● Things to do
(a) Answer these questions about the storage brick text:
(i) What compression ratio do tape vendors claim?
(ii) What does encrypting all the data on the disks prevent?
(iii) Which three options does the summary present as the real choice?
(b) Substitute "foreground clicks" for "positive clicks" in the part of the records that opens with their first line and closes with the line containing "402L223 392L199 427L209", and write out only those lines.

● Given text
Within an organization, or among cooperating (and trusting) organizations the idea of moving bulk data via storage bricks has considerable merit. For example, these trust issues do not arise for archiving or backup/restore.

Compression and Encryption

Tape vendors often quote “compressed” storage capacity, claiming compression ratios of 2.5:1. So a 40GB tape is advertised as 100GB and a 4MBps data rate is quoted at 10MBps. A storage brick can play the same game. It can compress the data and so our bricks could claim to be 2.5TB rather than 1TB and the data rate could claim to be 60MBps rather than 25MBps.

A more interesting possibility is that the operating system can encrypt all the data on the disks, and so prevent the data from being disclosed to anyone not knowing the decryption key.

Compression and encryption can certainly be done with passive media, but the nice thing about storage bricks is that the compression and encryption algorithms are co-located with the data – so one is archiving or exchanging both the data and the algorithms. When the algorithms and data are separated (as with passive media like tape or CD), the algorithms may not exist at the receiver. This is especially important for long-term data preservation.

Summary

Until we all have inexpensive end-to-end gigabit speed networks, terascale datasets will have to move over some form of sneaker net. We suspect that by the time the promised end-to-end gigabit NGI arrives, we will be moving petabyte scale datasets and so will still need a sneaker net solution. Given that, the real choice is disk, or tape, or brick. We believe that the speed, convenience, and compatibility of bricks will make them the medium of choice in the future.

● Input data
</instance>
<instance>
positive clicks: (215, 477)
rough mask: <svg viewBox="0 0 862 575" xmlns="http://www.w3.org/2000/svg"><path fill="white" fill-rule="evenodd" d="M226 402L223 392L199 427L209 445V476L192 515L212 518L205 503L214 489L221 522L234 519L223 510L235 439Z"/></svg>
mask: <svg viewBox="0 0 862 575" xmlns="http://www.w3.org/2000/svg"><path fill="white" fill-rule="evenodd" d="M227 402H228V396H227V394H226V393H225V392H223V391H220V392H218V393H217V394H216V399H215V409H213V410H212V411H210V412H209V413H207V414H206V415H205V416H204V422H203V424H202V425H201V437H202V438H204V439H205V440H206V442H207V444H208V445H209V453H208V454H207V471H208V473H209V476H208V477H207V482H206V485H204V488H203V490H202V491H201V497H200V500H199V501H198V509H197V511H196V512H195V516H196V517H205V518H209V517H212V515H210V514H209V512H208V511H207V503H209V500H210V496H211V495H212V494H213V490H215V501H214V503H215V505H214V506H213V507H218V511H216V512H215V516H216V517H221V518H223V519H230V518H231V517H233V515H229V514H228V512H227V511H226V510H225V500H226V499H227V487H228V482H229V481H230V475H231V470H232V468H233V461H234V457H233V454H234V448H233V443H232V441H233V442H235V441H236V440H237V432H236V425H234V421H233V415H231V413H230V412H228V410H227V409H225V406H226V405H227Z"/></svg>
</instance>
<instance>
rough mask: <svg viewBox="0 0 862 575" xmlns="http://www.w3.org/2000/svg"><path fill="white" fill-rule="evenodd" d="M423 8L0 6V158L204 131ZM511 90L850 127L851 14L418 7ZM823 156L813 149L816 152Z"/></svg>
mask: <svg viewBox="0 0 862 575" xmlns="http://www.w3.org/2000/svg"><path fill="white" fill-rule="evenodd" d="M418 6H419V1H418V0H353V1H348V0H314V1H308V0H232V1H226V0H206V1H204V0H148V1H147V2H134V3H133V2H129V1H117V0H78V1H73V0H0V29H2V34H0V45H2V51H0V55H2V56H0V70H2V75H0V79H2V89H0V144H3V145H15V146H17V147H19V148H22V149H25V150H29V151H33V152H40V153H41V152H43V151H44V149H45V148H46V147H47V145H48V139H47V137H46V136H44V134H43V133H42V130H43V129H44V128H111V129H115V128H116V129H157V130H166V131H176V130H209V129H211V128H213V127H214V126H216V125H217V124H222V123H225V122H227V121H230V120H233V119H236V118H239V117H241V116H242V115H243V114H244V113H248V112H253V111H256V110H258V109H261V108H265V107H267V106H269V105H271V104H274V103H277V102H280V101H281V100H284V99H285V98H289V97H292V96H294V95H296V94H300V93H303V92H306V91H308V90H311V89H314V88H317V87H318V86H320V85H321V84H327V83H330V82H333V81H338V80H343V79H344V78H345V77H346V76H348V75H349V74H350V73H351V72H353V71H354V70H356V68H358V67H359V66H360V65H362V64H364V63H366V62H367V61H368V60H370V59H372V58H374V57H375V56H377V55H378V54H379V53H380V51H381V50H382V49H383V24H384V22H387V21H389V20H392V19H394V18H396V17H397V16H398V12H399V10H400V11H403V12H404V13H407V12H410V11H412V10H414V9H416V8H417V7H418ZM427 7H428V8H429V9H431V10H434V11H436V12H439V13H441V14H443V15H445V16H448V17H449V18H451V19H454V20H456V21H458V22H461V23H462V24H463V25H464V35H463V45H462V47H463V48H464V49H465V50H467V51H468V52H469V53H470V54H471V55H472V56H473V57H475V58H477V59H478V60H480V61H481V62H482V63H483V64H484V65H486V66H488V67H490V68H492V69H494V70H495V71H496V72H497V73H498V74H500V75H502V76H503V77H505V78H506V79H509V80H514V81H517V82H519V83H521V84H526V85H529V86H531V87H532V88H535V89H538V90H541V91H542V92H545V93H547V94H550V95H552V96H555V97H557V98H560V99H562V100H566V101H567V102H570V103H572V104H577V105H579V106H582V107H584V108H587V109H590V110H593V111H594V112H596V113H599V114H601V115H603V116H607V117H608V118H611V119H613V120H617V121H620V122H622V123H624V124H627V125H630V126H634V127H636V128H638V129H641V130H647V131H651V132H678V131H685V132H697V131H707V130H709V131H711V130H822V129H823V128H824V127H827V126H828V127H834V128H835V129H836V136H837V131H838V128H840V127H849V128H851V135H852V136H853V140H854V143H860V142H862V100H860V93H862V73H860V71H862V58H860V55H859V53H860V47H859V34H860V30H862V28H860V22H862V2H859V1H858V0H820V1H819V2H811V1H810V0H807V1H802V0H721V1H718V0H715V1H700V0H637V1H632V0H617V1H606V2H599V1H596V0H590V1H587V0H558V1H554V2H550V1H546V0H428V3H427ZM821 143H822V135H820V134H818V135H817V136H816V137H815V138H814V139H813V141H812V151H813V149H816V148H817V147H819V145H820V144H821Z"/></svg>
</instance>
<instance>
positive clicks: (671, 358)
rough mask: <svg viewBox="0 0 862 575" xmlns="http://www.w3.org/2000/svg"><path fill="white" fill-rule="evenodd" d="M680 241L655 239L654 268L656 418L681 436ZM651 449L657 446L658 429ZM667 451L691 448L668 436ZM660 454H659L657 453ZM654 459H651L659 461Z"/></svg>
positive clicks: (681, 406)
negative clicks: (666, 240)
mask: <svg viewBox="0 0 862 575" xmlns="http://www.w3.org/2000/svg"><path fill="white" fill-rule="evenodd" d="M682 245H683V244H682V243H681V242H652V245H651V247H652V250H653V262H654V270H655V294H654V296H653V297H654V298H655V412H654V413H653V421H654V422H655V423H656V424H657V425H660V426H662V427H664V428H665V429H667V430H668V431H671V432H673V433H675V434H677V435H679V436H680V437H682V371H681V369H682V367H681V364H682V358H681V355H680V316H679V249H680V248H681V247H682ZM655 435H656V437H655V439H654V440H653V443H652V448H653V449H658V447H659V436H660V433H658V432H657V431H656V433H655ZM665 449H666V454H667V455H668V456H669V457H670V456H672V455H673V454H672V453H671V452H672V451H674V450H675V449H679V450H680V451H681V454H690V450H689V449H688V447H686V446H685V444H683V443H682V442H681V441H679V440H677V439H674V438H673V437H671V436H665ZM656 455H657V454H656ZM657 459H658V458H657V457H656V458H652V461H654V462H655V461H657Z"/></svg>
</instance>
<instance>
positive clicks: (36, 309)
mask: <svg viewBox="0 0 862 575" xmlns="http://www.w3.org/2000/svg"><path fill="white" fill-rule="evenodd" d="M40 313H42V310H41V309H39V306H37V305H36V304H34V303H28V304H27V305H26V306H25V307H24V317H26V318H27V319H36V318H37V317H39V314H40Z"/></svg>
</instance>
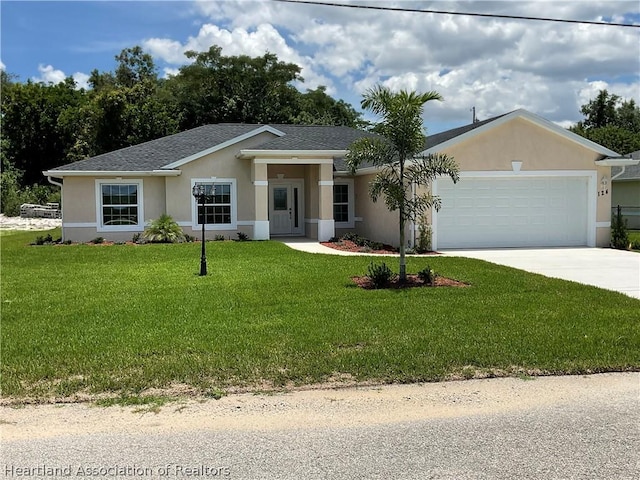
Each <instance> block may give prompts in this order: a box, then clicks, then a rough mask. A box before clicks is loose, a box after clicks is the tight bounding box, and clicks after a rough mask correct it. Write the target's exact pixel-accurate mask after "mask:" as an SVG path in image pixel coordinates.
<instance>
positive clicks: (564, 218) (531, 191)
mask: <svg viewBox="0 0 640 480" xmlns="http://www.w3.org/2000/svg"><path fill="white" fill-rule="evenodd" d="M587 185H588V179H587V177H548V178H546V177H527V178H490V177H487V178H484V177H483V178H468V177H463V178H462V179H461V180H460V182H459V183H458V184H455V185H454V184H453V182H451V180H448V179H441V180H439V181H438V195H439V196H440V197H441V199H442V208H441V210H440V212H438V214H437V219H438V220H437V229H436V235H437V240H438V247H439V248H474V247H478V248H481V247H517V246H577V245H586V243H587V224H588V222H587V204H588V202H587Z"/></svg>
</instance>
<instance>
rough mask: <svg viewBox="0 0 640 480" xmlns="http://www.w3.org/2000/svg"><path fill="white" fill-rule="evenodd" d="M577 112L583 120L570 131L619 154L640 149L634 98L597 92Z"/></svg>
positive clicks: (607, 92) (637, 108) (574, 126)
mask: <svg viewBox="0 0 640 480" xmlns="http://www.w3.org/2000/svg"><path fill="white" fill-rule="evenodd" d="M580 111H581V112H582V114H583V115H584V116H585V118H584V120H582V121H580V122H578V123H577V124H576V125H574V126H573V127H571V128H570V129H569V130H571V131H572V132H573V133H577V134H578V135H580V136H583V137H585V138H588V139H589V140H591V141H593V142H596V143H598V144H600V145H602V146H604V147H607V148H609V149H611V150H613V151H614V152H618V153H620V154H622V155H626V154H628V153H631V152H634V151H636V150H640V108H639V107H638V106H637V105H636V103H635V101H634V100H633V99H631V100H628V101H627V100H622V99H621V98H620V97H619V96H618V95H613V94H610V93H609V92H607V90H600V92H598V95H597V96H596V98H595V99H593V100H590V101H589V102H588V103H586V104H585V105H582V107H581V109H580Z"/></svg>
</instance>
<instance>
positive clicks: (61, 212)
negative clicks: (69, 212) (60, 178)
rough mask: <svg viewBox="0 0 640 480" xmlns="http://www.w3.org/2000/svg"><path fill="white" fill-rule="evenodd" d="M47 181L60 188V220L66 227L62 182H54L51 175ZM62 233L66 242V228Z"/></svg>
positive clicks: (62, 236)
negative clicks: (63, 201) (63, 200)
mask: <svg viewBox="0 0 640 480" xmlns="http://www.w3.org/2000/svg"><path fill="white" fill-rule="evenodd" d="M47 181H48V182H49V183H50V184H52V185H55V186H56V187H60V220H61V221H62V225H64V219H63V215H64V214H63V210H62V195H63V193H62V192H63V189H62V182H58V181H56V180H54V179H53V178H52V177H51V176H50V175H47ZM60 230H61V231H62V241H63V242H64V241H65V240H66V238H64V228H61V229H60Z"/></svg>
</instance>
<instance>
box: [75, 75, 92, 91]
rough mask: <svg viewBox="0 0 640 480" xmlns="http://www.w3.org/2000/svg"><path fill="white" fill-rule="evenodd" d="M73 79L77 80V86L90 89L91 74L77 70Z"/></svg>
mask: <svg viewBox="0 0 640 480" xmlns="http://www.w3.org/2000/svg"><path fill="white" fill-rule="evenodd" d="M72 76H73V79H74V80H75V81H76V85H77V88H84V89H85V90H88V89H89V75H87V74H86V73H82V72H76V73H74V74H73V75H72Z"/></svg>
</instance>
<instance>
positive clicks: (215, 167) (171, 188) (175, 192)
mask: <svg viewBox="0 0 640 480" xmlns="http://www.w3.org/2000/svg"><path fill="white" fill-rule="evenodd" d="M269 138H273V135H272V134H270V133H267V132H265V133H261V134H259V135H256V136H255V137H252V138H250V139H247V140H245V141H243V142H240V143H237V144H235V145H232V146H230V147H227V148H224V149H222V150H219V151H217V152H214V153H212V154H209V155H206V156H204V157H202V158H199V159H197V160H194V161H192V162H189V163H187V164H185V165H182V166H181V167H179V168H180V170H181V171H182V174H181V175H180V176H178V177H171V178H168V179H167V213H168V214H169V215H171V216H172V217H173V218H174V220H176V221H177V222H188V223H191V221H192V218H191V205H192V202H193V201H194V200H193V195H192V194H191V179H193V178H212V177H216V178H234V179H236V188H237V192H238V212H237V218H238V222H243V221H253V219H254V218H255V197H254V195H253V182H252V179H251V160H247V159H239V158H236V155H237V154H238V152H239V151H240V150H241V149H244V148H252V147H254V146H256V145H259V144H260V143H263V142H265V141H266V140H268V139H269ZM184 228H185V231H187V233H189V227H184ZM246 230H247V232H245V233H248V234H251V229H246ZM234 232H235V230H234ZM220 234H225V232H220Z"/></svg>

● Expected results
(a)
(i) 2.5:1
(ii) It prevents the data from being disclosed to anyone not knowing the decryption key.
(iii) Disk, tape, or brick.

(b)
</instance>
<instance>
foreground clicks: (215, 477)
rough mask: <svg viewBox="0 0 862 575" xmlns="http://www.w3.org/2000/svg"><path fill="white" fill-rule="evenodd" d="M226 402L223 392L199 427L209 445V476L192 515L212 518L205 503L214 489L221 522L234 519L223 510L235 439Z"/></svg>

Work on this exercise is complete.